Items stored from a collection
▼
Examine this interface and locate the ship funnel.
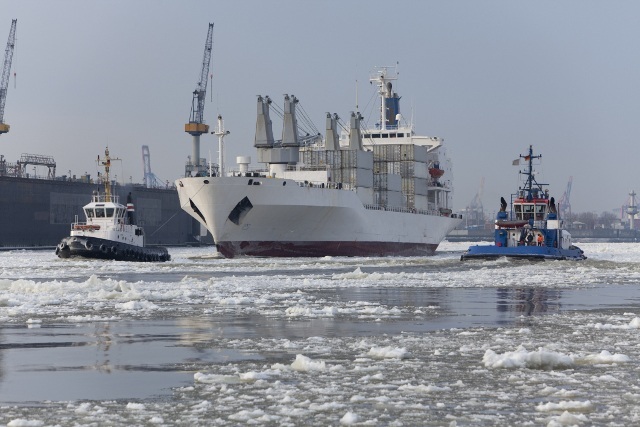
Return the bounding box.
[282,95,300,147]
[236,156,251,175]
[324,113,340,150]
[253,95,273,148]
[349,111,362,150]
▲
#### What this task involves:
Rewrite the listing above as a JSON list of strings, one string per line, with blank lines dropped and the pictures left out.

#### The completed task:
[
  "Examine this interface and locate the ship funnel.",
  "Return the bounding box.",
  "[282,95,300,147]",
  "[236,156,251,175]",
  "[324,113,340,150]",
  "[253,95,273,148]",
  "[349,111,362,150]"
]